Start Input data
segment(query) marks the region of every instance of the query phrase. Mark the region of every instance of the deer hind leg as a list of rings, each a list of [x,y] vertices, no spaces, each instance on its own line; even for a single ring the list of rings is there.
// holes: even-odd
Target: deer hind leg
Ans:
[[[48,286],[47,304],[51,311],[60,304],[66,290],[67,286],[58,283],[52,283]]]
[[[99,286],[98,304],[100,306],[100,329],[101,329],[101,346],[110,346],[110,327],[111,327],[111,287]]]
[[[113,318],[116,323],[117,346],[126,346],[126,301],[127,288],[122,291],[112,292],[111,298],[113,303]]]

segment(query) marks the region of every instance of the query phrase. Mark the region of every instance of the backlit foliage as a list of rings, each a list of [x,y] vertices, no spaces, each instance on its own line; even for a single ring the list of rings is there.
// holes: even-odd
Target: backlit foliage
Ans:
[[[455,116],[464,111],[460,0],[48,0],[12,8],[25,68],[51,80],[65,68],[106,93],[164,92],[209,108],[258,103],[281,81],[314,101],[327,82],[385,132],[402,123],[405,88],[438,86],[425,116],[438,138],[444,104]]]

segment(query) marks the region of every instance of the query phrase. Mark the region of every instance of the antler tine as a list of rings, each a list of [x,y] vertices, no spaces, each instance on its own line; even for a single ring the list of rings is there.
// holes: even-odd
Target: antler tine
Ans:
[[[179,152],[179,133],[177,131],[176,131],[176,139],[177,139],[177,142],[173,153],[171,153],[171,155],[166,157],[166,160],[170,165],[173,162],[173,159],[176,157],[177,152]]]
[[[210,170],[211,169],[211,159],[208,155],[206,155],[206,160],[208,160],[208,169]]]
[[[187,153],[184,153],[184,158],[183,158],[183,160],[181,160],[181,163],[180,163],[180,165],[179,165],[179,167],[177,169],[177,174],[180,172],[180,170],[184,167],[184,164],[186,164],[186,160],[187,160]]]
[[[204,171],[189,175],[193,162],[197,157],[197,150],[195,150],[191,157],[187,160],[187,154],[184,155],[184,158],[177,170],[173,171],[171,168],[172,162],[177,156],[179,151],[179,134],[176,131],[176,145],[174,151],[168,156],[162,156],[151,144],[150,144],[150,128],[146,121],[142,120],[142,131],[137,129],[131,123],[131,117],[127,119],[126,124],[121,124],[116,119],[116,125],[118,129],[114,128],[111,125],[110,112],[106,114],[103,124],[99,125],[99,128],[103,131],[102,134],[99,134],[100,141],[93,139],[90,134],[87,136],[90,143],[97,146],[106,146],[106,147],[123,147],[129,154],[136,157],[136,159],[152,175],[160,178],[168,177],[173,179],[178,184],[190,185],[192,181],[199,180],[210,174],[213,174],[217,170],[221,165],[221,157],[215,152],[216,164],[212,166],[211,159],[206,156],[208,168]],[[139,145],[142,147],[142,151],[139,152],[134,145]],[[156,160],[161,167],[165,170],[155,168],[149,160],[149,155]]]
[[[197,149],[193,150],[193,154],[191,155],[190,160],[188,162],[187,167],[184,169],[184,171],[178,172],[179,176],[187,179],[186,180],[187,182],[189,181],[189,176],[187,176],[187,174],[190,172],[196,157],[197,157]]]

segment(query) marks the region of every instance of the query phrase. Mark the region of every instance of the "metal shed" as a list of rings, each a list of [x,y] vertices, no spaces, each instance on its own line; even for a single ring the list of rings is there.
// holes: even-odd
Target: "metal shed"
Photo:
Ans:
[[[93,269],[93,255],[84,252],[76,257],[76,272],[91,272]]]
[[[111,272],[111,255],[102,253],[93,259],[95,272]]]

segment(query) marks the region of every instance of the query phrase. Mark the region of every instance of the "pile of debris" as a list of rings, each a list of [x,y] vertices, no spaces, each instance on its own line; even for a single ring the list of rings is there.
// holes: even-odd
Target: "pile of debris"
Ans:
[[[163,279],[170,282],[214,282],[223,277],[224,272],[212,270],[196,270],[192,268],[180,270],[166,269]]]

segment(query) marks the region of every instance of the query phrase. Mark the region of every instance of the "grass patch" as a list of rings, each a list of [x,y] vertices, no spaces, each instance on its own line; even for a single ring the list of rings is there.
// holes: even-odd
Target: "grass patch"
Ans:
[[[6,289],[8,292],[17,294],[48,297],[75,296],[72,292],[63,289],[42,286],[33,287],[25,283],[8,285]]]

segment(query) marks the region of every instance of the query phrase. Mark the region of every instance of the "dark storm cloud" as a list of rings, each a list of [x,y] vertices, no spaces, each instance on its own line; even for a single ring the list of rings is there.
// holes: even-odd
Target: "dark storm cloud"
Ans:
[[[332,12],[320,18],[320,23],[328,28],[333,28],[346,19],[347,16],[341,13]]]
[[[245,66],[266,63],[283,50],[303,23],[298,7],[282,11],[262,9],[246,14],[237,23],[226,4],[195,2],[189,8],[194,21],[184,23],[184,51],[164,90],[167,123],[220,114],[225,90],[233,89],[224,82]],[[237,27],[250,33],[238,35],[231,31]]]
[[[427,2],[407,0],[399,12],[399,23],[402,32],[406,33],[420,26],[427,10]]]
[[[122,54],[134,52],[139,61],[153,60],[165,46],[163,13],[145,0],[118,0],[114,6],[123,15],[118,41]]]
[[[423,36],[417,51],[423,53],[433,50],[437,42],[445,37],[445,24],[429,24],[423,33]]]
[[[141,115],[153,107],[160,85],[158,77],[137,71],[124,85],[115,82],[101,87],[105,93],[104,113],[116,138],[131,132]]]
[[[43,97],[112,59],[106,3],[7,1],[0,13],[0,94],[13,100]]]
End Input data
**Work to complete:** Your task is to transcribe the material exactly.

**The reply:**
segment(query) marks the region of every instance of the query phrase. Mark the region of every instance of the deer hind leg as a list of rings, each a list of [x,y] vertices, no spaces, each instance on its own line; even for a single ring the list of rings is there.
// holes: even-odd
Target: deer hind leg
Ans:
[[[48,286],[47,304],[51,311],[60,304],[66,290],[67,286],[58,283],[52,283]]]
[[[99,286],[98,304],[100,306],[100,329],[101,329],[101,346],[110,346],[110,327],[111,327],[111,287]]]
[[[113,318],[116,323],[117,346],[126,346],[126,301],[127,288],[122,291],[112,292],[111,298],[113,303]]]

segment(query) marks the region of every instance of the query phrase. Mark the region of every instance of the backlit foliage as a list of rings, each a list of [x,y] vertices, no spaces, each instance on its own line; even for a single ring the list of rings is there.
// holes: even-odd
Target: backlit foliage
Ans:
[[[455,116],[464,111],[460,0],[48,0],[12,8],[25,68],[51,80],[65,68],[106,93],[164,92],[209,108],[258,103],[281,81],[314,101],[327,82],[385,132],[402,123],[405,88],[438,86],[425,116],[438,138],[444,104]]]

segment(query) marks the region of every instance of the query phrase. Mark the region of every instance of the antler tine as a list of rings, each a list of [x,y] vertices, no spaces, each instance on its own line; even for a single ring the list of rings is there.
// holes: even-odd
Target: antler tine
Ans:
[[[179,152],[179,133],[177,131],[176,131],[176,139],[177,139],[177,142],[173,153],[171,153],[171,155],[166,157],[166,160],[170,165],[173,162],[173,159],[176,157],[177,152]]]
[[[210,170],[211,169],[211,159],[208,155],[206,155],[206,160],[208,160],[208,169]]]
[[[187,153],[184,153],[184,158],[183,158],[183,160],[181,160],[181,163],[180,163],[180,165],[179,165],[179,167],[177,169],[177,174],[180,172],[180,170],[184,167],[184,164],[186,164],[186,160],[187,160]]]
[[[204,171],[189,175],[193,162],[197,157],[197,150],[195,150],[191,157],[187,160],[187,154],[184,155],[184,158],[177,170],[173,171],[171,168],[172,162],[177,156],[179,151],[179,134],[176,131],[176,145],[174,151],[168,156],[162,156],[151,144],[150,144],[150,128],[146,121],[142,120],[142,131],[137,129],[131,123],[131,117],[127,119],[126,124],[121,124],[116,119],[116,125],[118,129],[114,128],[111,125],[110,112],[106,114],[103,124],[99,125],[99,128],[103,131],[102,134],[99,134],[100,141],[93,139],[90,134],[87,136],[90,143],[97,146],[106,146],[106,147],[123,147],[129,154],[136,157],[136,159],[152,175],[160,178],[168,177],[173,179],[178,184],[190,185],[192,181],[199,180],[210,174],[213,174],[217,170],[221,165],[221,157],[215,152],[216,164],[212,166],[211,159],[206,156],[208,168]],[[139,145],[142,147],[142,151],[139,152],[134,145]],[[156,160],[161,167],[165,170],[155,168],[149,160],[149,155]]]
[[[197,149],[193,150],[193,154],[191,155],[190,160],[188,162],[187,167],[184,169],[184,171],[178,172],[179,176],[187,179],[186,180],[187,182],[189,181],[189,176],[187,176],[187,174],[190,172],[196,157],[197,157]]]

segment(query) marks the region of every instance of the query phrase. Mark the region of every instance of the "metal shed" as a list of rings, each a list of [x,y] vertices, no spaces, each instance on its own line; even for a single ring the list of rings is there.
// holes: even-odd
Target: "metal shed"
Photo:
Ans:
[[[93,269],[93,255],[84,252],[76,257],[76,272],[91,272]]]
[[[111,272],[111,255],[102,253],[93,259],[95,272]]]

segment(query) marks the region of every instance of the query phrase. Mark the region of every instance of the "pile of debris" as a list of rings, each a list of [x,y] vertices, no spaces, each instance on its own line; even for a single ring the list of rings is there.
// holes: even-odd
Target: "pile of debris"
Ans:
[[[163,279],[170,282],[214,282],[223,277],[224,272],[212,270],[196,270],[192,268],[180,270],[166,269]]]

segment(query) marks the region of every instance of the query phrase. Mark the region of every instance of the "grass patch" as a list of rings, each a list of [x,y] vertices, no spaces, each instance on its own line; even for a single ring the list of rings is there.
// holes: even-odd
Target: "grass patch"
Ans:
[[[6,289],[8,292],[17,294],[48,297],[75,296],[72,292],[63,289],[42,286],[33,287],[25,283],[8,285]]]

segment(query) marks the region of every instance of the query phrase. Mark the region of every instance of the "dark storm cloud" as a list of rings, each a list of [x,y] vertices, no spaces, each instance on its own line; even for a single ring the list of rings is there.
// holes: even-odd
Target: "dark storm cloud"
Ans:
[[[332,12],[320,18],[320,23],[328,28],[333,28],[346,19],[347,16],[341,13]]]
[[[245,66],[266,63],[283,50],[303,23],[298,7],[282,11],[262,9],[246,14],[237,23],[226,4],[195,2],[189,8],[194,21],[184,23],[184,51],[164,90],[167,123],[220,114],[225,90],[233,89],[224,82]],[[237,27],[250,33],[238,35],[231,31]]]
[[[427,2],[407,0],[399,12],[399,23],[402,32],[406,33],[420,26],[427,10]]]
[[[122,54],[134,52],[139,61],[153,60],[165,46],[163,13],[145,0],[118,0],[114,6],[123,15],[118,41]]]
[[[423,36],[417,51],[423,53],[433,50],[437,42],[445,37],[445,24],[429,24],[423,33]]]
[[[141,115],[153,107],[160,85],[158,77],[137,71],[124,85],[115,82],[101,87],[105,93],[104,113],[116,138],[131,132]]]
[[[43,97],[112,59],[106,3],[7,1],[0,13],[0,94],[13,100]]]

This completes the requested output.